_Material provided_
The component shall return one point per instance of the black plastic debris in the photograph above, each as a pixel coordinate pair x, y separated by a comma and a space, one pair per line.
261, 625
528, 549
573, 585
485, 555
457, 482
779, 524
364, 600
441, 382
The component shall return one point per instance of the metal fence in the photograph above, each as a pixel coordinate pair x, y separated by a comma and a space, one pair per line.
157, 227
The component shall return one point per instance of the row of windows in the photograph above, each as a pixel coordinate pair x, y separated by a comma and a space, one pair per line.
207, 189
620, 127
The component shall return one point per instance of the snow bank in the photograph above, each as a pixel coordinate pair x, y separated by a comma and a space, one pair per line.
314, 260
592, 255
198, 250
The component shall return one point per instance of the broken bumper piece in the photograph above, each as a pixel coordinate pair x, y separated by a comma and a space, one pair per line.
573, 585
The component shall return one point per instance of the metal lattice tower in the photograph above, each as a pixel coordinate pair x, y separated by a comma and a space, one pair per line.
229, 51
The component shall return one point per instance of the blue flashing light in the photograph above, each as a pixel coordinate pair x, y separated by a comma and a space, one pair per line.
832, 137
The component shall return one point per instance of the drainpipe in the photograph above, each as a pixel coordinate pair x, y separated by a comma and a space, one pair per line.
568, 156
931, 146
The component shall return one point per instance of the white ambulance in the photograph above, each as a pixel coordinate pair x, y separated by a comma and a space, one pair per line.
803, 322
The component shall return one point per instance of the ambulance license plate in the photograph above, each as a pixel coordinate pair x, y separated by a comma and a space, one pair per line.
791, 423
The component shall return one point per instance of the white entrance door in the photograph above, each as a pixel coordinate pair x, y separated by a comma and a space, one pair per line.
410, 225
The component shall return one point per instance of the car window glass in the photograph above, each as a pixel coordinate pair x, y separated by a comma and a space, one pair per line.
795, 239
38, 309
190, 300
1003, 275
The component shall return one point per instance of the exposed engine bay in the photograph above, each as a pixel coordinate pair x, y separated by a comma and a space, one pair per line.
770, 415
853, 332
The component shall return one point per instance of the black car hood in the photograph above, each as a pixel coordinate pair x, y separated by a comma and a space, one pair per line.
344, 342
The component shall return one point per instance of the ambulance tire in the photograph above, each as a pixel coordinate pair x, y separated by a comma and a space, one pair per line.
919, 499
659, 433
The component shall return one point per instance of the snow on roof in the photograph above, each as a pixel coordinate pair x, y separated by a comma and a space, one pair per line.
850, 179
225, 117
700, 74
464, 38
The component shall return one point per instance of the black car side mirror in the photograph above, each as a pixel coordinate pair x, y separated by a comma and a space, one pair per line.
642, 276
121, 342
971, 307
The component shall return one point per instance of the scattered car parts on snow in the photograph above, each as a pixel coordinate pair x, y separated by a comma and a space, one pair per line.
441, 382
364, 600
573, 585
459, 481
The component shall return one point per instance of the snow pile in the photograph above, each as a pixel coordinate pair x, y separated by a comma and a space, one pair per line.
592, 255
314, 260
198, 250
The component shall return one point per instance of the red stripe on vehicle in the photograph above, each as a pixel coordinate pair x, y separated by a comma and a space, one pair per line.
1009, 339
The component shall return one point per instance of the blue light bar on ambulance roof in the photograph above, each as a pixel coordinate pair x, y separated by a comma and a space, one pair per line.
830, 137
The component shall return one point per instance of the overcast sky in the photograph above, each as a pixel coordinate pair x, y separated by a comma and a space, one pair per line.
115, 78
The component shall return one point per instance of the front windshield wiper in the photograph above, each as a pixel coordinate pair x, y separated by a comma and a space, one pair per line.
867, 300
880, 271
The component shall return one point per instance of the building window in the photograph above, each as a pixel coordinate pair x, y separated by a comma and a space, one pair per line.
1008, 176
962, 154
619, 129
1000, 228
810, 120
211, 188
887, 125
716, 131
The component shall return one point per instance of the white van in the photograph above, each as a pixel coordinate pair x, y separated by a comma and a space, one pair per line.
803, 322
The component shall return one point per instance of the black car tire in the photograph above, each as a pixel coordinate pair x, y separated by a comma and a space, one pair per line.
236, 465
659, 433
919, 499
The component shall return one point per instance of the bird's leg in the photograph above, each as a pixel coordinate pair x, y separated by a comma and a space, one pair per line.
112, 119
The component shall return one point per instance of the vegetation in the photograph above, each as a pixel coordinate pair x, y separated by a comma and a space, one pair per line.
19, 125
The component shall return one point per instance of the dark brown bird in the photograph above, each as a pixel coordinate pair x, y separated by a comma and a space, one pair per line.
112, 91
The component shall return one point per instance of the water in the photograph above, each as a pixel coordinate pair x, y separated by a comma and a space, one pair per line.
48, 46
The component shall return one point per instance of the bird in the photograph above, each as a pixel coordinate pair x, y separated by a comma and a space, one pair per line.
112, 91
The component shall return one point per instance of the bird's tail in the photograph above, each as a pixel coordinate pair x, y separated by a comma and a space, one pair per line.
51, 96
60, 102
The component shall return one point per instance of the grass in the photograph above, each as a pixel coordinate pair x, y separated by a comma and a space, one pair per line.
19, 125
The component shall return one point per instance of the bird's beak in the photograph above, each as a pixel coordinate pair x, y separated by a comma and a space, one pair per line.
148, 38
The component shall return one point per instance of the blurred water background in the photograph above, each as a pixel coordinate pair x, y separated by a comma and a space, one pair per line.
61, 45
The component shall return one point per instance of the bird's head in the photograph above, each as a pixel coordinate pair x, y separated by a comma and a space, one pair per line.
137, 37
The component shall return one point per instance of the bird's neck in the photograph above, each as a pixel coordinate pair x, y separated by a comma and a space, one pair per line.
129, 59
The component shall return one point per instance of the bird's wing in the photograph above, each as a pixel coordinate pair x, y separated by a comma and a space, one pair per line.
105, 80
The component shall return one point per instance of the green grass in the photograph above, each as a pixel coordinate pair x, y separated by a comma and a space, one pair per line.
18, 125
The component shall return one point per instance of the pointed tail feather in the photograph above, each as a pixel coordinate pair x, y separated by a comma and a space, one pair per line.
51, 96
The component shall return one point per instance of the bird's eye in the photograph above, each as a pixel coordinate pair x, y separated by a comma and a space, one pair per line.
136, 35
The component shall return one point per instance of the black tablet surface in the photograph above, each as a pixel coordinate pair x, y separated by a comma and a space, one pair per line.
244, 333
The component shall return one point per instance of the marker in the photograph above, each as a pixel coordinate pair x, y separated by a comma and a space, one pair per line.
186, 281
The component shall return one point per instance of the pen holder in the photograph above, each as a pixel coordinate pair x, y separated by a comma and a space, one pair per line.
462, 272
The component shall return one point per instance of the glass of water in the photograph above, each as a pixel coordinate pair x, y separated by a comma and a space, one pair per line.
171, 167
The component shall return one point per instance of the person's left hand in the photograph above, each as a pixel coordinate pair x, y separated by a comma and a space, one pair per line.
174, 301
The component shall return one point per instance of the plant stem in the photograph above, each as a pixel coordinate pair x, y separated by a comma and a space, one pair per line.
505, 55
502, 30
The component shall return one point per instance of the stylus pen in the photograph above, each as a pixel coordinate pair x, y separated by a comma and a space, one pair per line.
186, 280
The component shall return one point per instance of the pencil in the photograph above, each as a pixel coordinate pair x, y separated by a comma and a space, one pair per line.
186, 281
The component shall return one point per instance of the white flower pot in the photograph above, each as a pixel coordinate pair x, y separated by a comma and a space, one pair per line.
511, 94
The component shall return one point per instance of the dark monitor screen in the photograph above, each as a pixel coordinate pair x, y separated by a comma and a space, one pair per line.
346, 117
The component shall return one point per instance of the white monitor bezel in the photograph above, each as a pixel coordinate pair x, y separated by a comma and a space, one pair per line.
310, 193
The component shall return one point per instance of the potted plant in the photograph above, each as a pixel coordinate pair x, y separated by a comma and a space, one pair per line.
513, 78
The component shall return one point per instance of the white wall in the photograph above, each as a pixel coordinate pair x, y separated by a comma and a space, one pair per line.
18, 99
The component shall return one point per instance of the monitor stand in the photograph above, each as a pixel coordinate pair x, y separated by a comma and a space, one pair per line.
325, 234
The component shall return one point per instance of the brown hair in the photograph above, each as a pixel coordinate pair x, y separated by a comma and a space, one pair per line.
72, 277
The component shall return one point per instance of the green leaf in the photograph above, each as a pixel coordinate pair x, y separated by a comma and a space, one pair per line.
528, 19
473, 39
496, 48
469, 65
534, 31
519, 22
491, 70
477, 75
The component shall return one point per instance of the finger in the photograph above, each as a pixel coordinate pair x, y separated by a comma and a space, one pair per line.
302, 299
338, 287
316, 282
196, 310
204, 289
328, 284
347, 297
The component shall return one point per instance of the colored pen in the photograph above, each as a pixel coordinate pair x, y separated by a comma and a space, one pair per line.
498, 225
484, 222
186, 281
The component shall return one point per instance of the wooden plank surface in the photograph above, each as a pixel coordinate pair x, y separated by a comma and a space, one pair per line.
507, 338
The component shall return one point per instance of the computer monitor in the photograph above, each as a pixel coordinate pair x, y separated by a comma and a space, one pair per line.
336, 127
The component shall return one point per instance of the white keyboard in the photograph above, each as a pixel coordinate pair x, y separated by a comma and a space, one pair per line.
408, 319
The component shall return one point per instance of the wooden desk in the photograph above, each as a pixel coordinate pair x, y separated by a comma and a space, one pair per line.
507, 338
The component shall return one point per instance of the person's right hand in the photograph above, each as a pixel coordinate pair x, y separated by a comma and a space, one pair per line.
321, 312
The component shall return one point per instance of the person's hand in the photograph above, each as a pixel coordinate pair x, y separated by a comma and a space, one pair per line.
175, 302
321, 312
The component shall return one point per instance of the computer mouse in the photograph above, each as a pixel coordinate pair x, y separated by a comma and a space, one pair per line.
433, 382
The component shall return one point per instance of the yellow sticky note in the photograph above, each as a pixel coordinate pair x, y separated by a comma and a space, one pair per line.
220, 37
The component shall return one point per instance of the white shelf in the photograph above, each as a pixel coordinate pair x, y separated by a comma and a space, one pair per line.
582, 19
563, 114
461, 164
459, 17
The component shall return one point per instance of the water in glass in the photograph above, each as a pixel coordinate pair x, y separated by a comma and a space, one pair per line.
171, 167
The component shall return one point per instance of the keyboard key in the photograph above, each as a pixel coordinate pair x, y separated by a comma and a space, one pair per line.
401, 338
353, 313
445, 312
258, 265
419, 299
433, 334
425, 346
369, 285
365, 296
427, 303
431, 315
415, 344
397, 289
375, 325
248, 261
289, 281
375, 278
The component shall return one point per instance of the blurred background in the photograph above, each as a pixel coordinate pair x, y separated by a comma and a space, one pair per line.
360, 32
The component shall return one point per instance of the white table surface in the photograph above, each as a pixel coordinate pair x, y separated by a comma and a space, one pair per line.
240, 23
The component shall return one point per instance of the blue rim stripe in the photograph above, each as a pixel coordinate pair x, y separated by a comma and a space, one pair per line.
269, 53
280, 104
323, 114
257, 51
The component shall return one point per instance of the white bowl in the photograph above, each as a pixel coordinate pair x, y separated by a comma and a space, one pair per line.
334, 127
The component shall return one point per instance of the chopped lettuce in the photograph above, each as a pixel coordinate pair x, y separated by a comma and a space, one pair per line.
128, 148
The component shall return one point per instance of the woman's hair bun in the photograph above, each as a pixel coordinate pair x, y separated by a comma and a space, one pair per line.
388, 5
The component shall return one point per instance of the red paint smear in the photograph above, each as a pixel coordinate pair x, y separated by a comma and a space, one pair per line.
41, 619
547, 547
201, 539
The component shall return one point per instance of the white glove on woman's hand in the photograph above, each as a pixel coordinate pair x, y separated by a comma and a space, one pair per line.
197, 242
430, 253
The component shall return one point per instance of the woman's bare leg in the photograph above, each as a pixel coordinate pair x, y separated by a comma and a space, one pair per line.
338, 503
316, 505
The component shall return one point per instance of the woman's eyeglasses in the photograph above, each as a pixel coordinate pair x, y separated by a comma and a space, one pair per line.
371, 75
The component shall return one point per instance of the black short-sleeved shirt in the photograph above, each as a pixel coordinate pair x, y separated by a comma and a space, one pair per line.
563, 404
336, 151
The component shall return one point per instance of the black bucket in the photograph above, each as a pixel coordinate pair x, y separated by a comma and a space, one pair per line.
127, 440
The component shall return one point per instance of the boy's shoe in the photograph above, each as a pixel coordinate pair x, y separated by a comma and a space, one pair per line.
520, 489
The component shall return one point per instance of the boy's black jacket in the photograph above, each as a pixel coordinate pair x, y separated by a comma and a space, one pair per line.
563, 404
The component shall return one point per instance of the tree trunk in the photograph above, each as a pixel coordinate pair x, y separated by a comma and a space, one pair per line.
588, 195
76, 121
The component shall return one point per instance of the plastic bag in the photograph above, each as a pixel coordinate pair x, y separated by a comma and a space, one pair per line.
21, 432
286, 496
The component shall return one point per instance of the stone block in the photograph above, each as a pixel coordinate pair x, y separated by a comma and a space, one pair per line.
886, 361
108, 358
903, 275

_Exercise description_
Transcribe the records above exactly, but only from the line that contains "the red paint" through their final line, inclusive.

_Solution for this task_
The component shall return one point per instance of the red paint smear in the photograph above, each as a pixel coordinate pair x, y separated by a comma and a space, one pair per line.
41, 619
547, 547
201, 539
The component shall return one point per instance of the white glove on woman's hand in the photograph above, each as a pixel coordinate pair x, y separated by a comma and a space, one pair per line.
197, 242
430, 253
The component shall return one point per instance of the woman's bare leg in the photograph above, each as a pixel coordinate pair x, y separated by a comma and a space, one pair per line.
338, 503
316, 505
The component shall return one point per instance of the woman's eyeglasses in the photograph above, each as a pixel coordinate pair x, y separated by a comma and a space, one pair per line.
371, 75
The component shall return one point per instance of the black short-sleeved shirt in the photograph above, each as a pixel coordinate pair x, y separated by a comma and a space, one pair per line.
563, 404
336, 151
The component shall return one point per instance of the black bucket in the photograph above, each as a pixel coordinate pair x, y separated by a comma and a space, one pair per line.
127, 440
The component shall return one point per instance of the boy's shoe in the photograph above, each as a pixel coordinate pair x, y separated by a comma and a space, one pair per line.
520, 489
The component shall return one point per instance of the boy's black jacket in the photograph above, each as a pixel coordinate pair x, y separated by a comma and a space, one pair per line.
563, 404
The component shall return one point per instance of the tree trunk in the photograph above, each as a pixel coordinate pair x, y separated by a comma and a space, one pair per line.
588, 195
76, 121
The component shall return one point per instance of the plastic bag in the photograph above, each as a pixel coordinate pair x, y separated by a comma and a space, one pair per line.
21, 432
286, 496
The component shall return one point per instance of the stone block in the photograph above, each as a pixel coordinate pair x, y separated by a comma and a space, one pair per line.
886, 361
108, 358
903, 275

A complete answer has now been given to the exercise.